Material supplied:
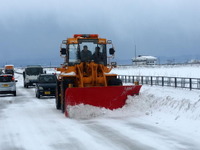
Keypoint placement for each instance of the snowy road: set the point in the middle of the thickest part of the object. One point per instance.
(28, 123)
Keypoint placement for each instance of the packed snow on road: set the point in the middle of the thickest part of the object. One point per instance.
(159, 118)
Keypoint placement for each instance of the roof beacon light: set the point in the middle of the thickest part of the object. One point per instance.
(86, 35)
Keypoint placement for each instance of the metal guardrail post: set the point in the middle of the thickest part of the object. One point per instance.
(190, 83)
(175, 82)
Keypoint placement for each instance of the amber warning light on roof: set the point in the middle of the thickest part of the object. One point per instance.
(86, 35)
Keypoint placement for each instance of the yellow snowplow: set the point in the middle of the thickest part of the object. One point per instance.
(85, 76)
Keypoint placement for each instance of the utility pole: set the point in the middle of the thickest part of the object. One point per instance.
(135, 52)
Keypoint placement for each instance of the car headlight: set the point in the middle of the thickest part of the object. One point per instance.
(40, 88)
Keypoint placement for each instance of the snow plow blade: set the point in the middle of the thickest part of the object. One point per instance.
(111, 97)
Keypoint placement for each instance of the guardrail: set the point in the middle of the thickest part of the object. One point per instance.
(177, 82)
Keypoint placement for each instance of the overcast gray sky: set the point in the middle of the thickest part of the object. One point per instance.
(34, 29)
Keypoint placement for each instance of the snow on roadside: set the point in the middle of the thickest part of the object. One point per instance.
(190, 71)
(179, 103)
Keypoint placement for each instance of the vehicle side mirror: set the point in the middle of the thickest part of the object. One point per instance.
(111, 51)
(63, 51)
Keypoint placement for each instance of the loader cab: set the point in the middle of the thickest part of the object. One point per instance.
(72, 51)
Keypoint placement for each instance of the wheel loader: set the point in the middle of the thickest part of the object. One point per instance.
(86, 79)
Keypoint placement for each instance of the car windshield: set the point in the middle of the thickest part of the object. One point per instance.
(34, 71)
(47, 79)
(6, 78)
(76, 49)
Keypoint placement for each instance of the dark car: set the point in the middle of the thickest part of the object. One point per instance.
(7, 84)
(46, 85)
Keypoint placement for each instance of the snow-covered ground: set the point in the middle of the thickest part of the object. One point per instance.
(160, 118)
(190, 70)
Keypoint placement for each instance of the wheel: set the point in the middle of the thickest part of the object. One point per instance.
(14, 93)
(64, 86)
(37, 95)
(115, 82)
(58, 98)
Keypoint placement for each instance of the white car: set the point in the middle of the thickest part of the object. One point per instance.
(7, 84)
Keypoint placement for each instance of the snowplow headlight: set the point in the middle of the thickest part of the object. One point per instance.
(40, 88)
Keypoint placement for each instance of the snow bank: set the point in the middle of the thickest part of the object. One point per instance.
(191, 71)
(179, 104)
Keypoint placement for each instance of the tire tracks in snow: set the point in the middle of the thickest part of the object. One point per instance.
(114, 137)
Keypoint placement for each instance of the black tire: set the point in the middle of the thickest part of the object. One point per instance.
(37, 95)
(64, 85)
(58, 98)
(115, 82)
(14, 93)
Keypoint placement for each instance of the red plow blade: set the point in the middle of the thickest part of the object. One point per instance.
(111, 97)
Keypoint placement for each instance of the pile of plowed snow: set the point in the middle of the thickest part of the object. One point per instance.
(180, 103)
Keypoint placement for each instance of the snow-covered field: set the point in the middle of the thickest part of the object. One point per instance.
(160, 118)
(190, 70)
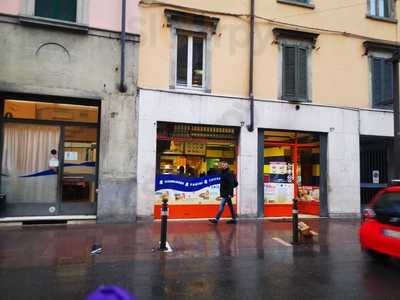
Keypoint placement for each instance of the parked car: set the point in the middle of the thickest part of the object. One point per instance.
(380, 229)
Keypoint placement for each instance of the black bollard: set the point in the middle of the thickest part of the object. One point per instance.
(164, 222)
(295, 222)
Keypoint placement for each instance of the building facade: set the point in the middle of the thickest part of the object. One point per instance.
(96, 123)
(68, 93)
(298, 110)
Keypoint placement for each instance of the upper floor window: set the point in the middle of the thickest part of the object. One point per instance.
(295, 51)
(382, 82)
(191, 46)
(64, 10)
(190, 60)
(295, 73)
(381, 73)
(382, 8)
(56, 11)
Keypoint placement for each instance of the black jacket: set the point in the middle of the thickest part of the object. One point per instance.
(227, 183)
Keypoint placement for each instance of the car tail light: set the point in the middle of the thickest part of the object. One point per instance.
(368, 214)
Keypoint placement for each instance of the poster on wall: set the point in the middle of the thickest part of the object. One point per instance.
(185, 190)
(309, 193)
(278, 168)
(278, 193)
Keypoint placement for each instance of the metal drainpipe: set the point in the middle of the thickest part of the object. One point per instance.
(250, 127)
(396, 111)
(122, 86)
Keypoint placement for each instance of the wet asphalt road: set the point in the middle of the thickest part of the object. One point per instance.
(250, 260)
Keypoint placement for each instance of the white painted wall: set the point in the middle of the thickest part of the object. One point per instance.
(342, 126)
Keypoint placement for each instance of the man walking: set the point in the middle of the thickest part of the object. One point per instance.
(228, 183)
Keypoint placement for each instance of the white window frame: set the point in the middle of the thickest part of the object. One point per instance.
(82, 11)
(189, 76)
(392, 6)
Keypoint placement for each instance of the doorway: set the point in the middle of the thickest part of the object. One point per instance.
(49, 158)
(291, 168)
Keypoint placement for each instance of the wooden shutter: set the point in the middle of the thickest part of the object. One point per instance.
(301, 68)
(61, 9)
(289, 71)
(388, 91)
(377, 79)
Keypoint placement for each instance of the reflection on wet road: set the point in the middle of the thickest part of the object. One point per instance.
(243, 261)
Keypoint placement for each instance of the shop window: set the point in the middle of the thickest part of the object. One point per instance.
(382, 82)
(190, 60)
(50, 111)
(187, 171)
(61, 9)
(191, 50)
(382, 8)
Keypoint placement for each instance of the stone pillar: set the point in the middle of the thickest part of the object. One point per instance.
(118, 148)
(344, 168)
(248, 174)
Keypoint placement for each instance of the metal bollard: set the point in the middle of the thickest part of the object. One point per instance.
(164, 219)
(295, 222)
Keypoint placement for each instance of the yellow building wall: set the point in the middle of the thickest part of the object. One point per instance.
(340, 70)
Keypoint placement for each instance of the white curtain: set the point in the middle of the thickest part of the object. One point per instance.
(26, 152)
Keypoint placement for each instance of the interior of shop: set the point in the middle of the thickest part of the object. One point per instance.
(189, 155)
(291, 169)
(194, 150)
(32, 131)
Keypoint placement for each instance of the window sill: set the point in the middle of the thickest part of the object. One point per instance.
(293, 2)
(190, 90)
(295, 100)
(382, 19)
(56, 24)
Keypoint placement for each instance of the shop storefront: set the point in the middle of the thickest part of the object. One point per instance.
(291, 169)
(187, 167)
(49, 156)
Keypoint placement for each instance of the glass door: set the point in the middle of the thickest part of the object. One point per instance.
(29, 169)
(79, 170)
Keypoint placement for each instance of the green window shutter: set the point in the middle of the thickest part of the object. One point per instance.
(289, 71)
(301, 68)
(56, 9)
(377, 79)
(388, 91)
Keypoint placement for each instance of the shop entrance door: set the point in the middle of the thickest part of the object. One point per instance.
(291, 169)
(79, 168)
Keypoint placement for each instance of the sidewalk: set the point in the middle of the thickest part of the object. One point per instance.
(250, 260)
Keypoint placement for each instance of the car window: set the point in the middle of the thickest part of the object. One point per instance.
(388, 204)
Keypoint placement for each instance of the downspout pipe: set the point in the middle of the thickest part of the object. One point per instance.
(396, 110)
(122, 85)
(250, 127)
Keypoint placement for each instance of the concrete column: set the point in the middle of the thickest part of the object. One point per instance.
(118, 148)
(247, 177)
(147, 150)
(344, 168)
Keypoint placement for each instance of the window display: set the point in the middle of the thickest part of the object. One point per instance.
(291, 169)
(187, 162)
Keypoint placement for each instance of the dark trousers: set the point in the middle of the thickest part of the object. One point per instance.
(222, 206)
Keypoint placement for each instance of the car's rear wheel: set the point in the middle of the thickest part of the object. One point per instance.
(376, 255)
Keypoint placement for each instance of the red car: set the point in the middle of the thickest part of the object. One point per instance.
(380, 228)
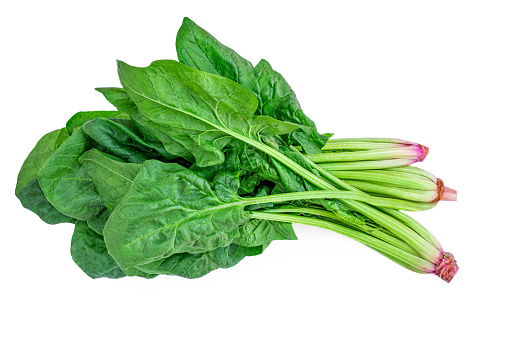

Task goal:
Omit the pictures. Transcribe word for word the lines from the one containing "Keypoint placement for each instance of the window display: set" through the end of the listing, inclusive.

Written answer:
Keypoint placement for each instance of the window display: set the point in the middle of the thickest part of the object. One point per instance.
(291, 169)
(187, 162)
Keypoint placement for each instance of the dark trousers: set the point in the middle of the thickest part of the object. One point per instance.
(222, 206)
Keypoint placement for each instance of the car's rear wheel: set the point in the middle of the thickest part of the object. One point per instance.
(376, 255)
Keypoint placement for each instance of the red car: set the point in the middle of the thickest part of the object. One point per instance.
(380, 228)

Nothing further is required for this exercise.